### Exercise
Nothing but an exact copy is wanted: the line with "cap in the photo above." and each line after it in the data below, last line included.

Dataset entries
______________________________

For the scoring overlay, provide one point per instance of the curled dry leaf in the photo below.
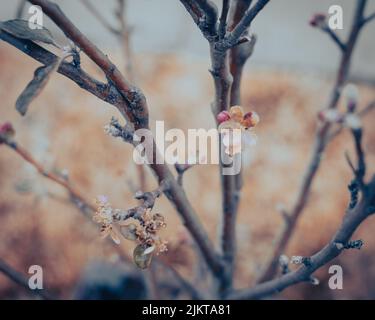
(36, 85)
(27, 30)
(141, 258)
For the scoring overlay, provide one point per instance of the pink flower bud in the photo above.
(223, 116)
(6, 128)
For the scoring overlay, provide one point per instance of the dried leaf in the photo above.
(21, 29)
(129, 231)
(33, 89)
(141, 259)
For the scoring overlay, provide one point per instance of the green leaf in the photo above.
(33, 89)
(21, 29)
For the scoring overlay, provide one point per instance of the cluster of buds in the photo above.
(318, 20)
(6, 132)
(138, 224)
(236, 119)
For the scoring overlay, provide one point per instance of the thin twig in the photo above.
(353, 218)
(244, 24)
(223, 18)
(132, 105)
(321, 140)
(74, 193)
(334, 37)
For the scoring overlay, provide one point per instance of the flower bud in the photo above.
(6, 131)
(318, 20)
(236, 113)
(223, 116)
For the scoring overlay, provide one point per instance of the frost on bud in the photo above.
(250, 120)
(141, 258)
(351, 94)
(223, 116)
(6, 132)
(318, 20)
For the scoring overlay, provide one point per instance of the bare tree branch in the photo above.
(243, 25)
(134, 109)
(135, 106)
(334, 37)
(321, 140)
(352, 219)
(368, 18)
(99, 17)
(223, 18)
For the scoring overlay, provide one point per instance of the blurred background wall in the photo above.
(285, 38)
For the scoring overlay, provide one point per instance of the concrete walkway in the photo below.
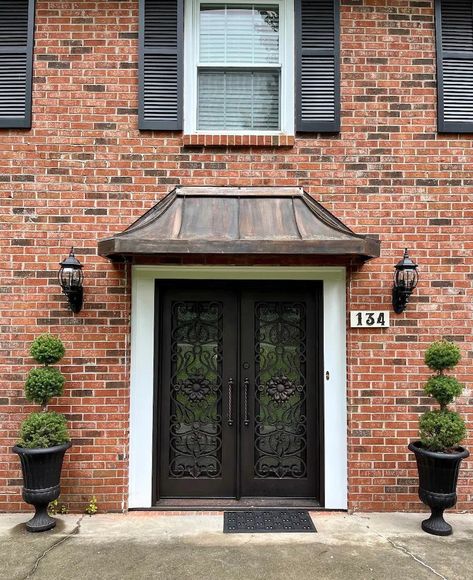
(151, 545)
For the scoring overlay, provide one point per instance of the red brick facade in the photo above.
(84, 172)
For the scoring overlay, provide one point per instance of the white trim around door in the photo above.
(142, 368)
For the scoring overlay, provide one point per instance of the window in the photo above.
(238, 67)
(16, 61)
(247, 67)
(454, 31)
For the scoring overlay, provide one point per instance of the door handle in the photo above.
(230, 395)
(246, 384)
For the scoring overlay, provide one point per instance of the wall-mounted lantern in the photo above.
(405, 280)
(70, 278)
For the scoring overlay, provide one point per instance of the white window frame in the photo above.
(286, 63)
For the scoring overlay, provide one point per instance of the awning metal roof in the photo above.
(237, 221)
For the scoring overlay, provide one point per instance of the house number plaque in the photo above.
(369, 318)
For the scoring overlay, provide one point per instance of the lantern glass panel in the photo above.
(71, 277)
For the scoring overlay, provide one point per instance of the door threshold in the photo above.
(204, 504)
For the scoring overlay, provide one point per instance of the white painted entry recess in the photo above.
(142, 368)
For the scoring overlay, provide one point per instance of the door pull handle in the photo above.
(230, 396)
(246, 384)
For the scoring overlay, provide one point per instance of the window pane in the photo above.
(238, 100)
(232, 33)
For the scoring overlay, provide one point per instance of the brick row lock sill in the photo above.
(239, 140)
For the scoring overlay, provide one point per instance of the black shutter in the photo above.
(454, 28)
(16, 62)
(317, 66)
(161, 64)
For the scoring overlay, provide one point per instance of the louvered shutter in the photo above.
(16, 62)
(161, 64)
(454, 27)
(317, 66)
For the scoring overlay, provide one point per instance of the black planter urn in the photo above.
(41, 478)
(438, 475)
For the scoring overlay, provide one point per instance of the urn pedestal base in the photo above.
(438, 475)
(41, 476)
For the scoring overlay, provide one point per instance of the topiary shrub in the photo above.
(43, 384)
(442, 429)
(43, 430)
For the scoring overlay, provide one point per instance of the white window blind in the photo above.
(238, 82)
(239, 34)
(238, 100)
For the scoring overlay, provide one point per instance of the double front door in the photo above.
(238, 385)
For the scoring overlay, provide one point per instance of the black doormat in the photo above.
(268, 521)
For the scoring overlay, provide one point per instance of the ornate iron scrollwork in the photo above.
(280, 424)
(195, 439)
(281, 388)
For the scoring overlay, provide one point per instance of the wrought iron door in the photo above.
(280, 375)
(239, 391)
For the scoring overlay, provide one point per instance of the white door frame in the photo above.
(142, 368)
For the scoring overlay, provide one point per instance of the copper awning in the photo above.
(238, 221)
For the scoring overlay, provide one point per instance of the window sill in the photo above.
(211, 140)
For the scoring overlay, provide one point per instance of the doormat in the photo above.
(267, 521)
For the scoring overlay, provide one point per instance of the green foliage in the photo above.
(441, 430)
(47, 349)
(42, 384)
(442, 355)
(55, 508)
(92, 508)
(41, 430)
(444, 389)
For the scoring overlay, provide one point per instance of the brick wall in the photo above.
(84, 171)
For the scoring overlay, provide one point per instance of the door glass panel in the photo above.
(280, 430)
(195, 443)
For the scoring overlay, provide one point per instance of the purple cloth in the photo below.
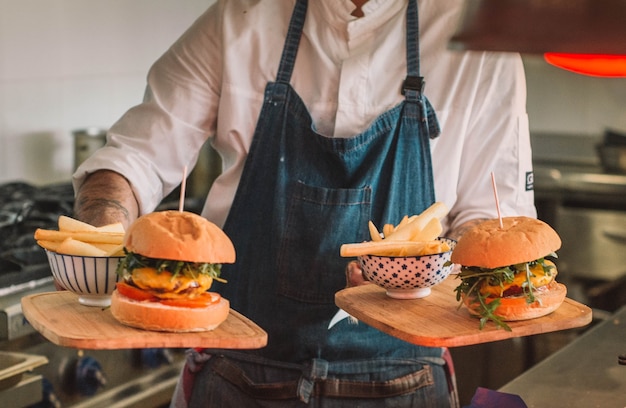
(485, 398)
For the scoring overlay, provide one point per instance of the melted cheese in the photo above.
(538, 278)
(168, 287)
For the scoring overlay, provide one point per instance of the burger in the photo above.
(171, 259)
(506, 271)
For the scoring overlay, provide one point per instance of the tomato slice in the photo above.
(203, 300)
(134, 293)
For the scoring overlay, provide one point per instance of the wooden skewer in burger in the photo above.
(172, 258)
(505, 274)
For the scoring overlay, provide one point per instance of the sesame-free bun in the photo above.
(521, 239)
(159, 317)
(547, 300)
(180, 236)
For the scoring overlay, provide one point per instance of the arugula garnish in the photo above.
(472, 279)
(177, 268)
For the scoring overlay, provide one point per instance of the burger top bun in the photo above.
(522, 239)
(179, 236)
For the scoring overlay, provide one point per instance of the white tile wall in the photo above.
(69, 64)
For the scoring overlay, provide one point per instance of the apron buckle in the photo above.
(413, 83)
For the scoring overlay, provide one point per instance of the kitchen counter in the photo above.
(584, 373)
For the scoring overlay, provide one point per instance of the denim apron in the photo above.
(301, 196)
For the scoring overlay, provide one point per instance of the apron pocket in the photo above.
(319, 220)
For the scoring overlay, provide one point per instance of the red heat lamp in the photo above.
(599, 65)
(583, 36)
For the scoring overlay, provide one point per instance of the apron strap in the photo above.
(290, 50)
(413, 85)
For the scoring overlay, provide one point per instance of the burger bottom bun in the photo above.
(548, 299)
(159, 317)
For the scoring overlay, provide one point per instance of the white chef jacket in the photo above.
(210, 85)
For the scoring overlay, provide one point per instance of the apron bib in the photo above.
(302, 195)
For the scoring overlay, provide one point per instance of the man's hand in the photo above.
(354, 275)
(106, 198)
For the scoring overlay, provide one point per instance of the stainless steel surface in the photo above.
(594, 243)
(585, 373)
(91, 378)
(537, 27)
(613, 158)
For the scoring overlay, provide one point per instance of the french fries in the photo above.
(75, 237)
(413, 236)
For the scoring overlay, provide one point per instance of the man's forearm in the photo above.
(104, 198)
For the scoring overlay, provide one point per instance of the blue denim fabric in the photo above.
(300, 197)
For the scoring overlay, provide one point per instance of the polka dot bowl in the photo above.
(409, 277)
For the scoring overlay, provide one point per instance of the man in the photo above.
(321, 117)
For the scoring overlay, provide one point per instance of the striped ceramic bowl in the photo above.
(91, 278)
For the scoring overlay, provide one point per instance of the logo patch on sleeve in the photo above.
(530, 181)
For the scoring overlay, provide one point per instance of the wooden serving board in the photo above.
(437, 320)
(60, 318)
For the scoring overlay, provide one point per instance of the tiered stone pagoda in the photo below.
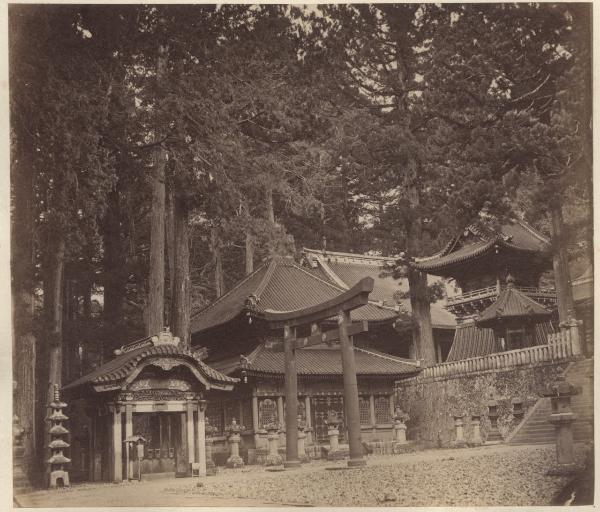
(479, 260)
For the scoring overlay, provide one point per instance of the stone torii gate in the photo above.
(339, 306)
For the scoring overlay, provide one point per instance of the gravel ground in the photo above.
(488, 476)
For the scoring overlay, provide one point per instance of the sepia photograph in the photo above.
(281, 255)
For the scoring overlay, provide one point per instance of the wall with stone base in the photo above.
(432, 404)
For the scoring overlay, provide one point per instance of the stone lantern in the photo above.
(333, 423)
(234, 438)
(301, 440)
(58, 474)
(562, 417)
(400, 419)
(211, 468)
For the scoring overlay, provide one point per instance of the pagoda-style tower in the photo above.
(480, 259)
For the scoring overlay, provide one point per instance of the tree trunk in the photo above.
(215, 247)
(156, 279)
(24, 340)
(181, 288)
(54, 310)
(424, 347)
(269, 211)
(560, 261)
(170, 240)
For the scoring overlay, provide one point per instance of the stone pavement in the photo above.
(443, 471)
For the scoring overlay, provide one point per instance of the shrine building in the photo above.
(153, 388)
(483, 260)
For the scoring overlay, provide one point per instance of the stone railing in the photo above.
(562, 345)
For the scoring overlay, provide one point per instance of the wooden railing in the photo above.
(561, 345)
(491, 291)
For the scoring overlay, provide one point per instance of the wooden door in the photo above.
(322, 406)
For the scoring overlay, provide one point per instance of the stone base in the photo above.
(399, 448)
(57, 476)
(234, 462)
(273, 460)
(337, 455)
(564, 469)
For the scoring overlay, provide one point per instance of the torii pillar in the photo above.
(350, 392)
(289, 320)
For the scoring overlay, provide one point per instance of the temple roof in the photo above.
(477, 240)
(347, 269)
(512, 304)
(115, 371)
(473, 341)
(328, 361)
(281, 285)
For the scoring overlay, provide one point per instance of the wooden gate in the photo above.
(322, 406)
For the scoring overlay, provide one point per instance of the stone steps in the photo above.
(538, 430)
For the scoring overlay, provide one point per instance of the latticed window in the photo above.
(382, 410)
(267, 412)
(364, 408)
(214, 416)
(247, 414)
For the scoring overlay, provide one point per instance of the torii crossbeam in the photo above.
(339, 306)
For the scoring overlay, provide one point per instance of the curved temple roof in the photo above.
(477, 240)
(282, 285)
(512, 304)
(114, 373)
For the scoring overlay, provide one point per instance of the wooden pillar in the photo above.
(201, 442)
(190, 433)
(372, 409)
(128, 433)
(350, 392)
(117, 462)
(291, 400)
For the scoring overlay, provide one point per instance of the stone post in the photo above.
(562, 418)
(234, 460)
(301, 440)
(476, 422)
(400, 432)
(273, 458)
(460, 435)
(211, 468)
(201, 438)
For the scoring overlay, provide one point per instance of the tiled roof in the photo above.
(328, 361)
(281, 285)
(350, 269)
(121, 366)
(514, 234)
(472, 341)
(512, 304)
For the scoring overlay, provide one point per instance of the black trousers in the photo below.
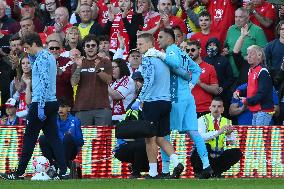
(220, 164)
(70, 149)
(49, 128)
(134, 153)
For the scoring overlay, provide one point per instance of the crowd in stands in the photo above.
(98, 65)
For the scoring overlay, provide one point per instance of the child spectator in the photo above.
(11, 108)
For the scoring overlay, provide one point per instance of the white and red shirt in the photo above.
(126, 88)
(222, 16)
(267, 10)
(202, 98)
(51, 29)
(174, 21)
(118, 26)
(203, 38)
(103, 11)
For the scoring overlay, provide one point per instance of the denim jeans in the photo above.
(261, 118)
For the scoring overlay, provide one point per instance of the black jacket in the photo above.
(222, 66)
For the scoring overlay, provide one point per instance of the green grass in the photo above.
(146, 184)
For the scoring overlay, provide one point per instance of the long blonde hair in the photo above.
(69, 30)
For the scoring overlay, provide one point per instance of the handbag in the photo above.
(133, 127)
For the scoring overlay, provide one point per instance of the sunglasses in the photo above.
(54, 48)
(190, 50)
(90, 45)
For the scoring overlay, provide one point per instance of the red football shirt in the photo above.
(174, 21)
(267, 10)
(203, 38)
(202, 98)
(118, 26)
(103, 11)
(222, 16)
(51, 29)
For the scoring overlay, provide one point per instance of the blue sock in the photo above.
(165, 158)
(201, 147)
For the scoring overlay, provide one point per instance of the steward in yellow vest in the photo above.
(216, 132)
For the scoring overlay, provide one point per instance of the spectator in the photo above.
(75, 17)
(222, 15)
(216, 130)
(240, 61)
(138, 78)
(121, 90)
(243, 114)
(12, 118)
(189, 11)
(70, 133)
(274, 51)
(281, 12)
(205, 33)
(7, 68)
(263, 14)
(134, 61)
(164, 20)
(42, 112)
(126, 25)
(72, 41)
(48, 14)
(184, 46)
(61, 22)
(147, 9)
(28, 9)
(92, 75)
(280, 84)
(88, 25)
(5, 21)
(20, 84)
(223, 70)
(104, 46)
(256, 36)
(179, 37)
(258, 95)
(207, 86)
(27, 26)
(15, 53)
(64, 69)
(103, 7)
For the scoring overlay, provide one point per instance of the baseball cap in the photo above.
(137, 75)
(11, 102)
(133, 50)
(28, 2)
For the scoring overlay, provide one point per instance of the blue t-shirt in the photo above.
(245, 118)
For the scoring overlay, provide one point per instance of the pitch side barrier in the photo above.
(262, 147)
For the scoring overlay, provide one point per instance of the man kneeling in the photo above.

______________________________

### Response
For the scoring overlay, provide one point per instance of the baseball cap in the photo above.
(137, 75)
(11, 102)
(133, 50)
(28, 2)
For the scoring overlay, provide one point per instance of the blue t-shirt in the photo above.
(245, 118)
For the scoring overlay, provide one point per instance of the pitch side barrier in the photo above.
(262, 147)
For the scoring overlay, provide one point per instance of the man kneeling in the photo above.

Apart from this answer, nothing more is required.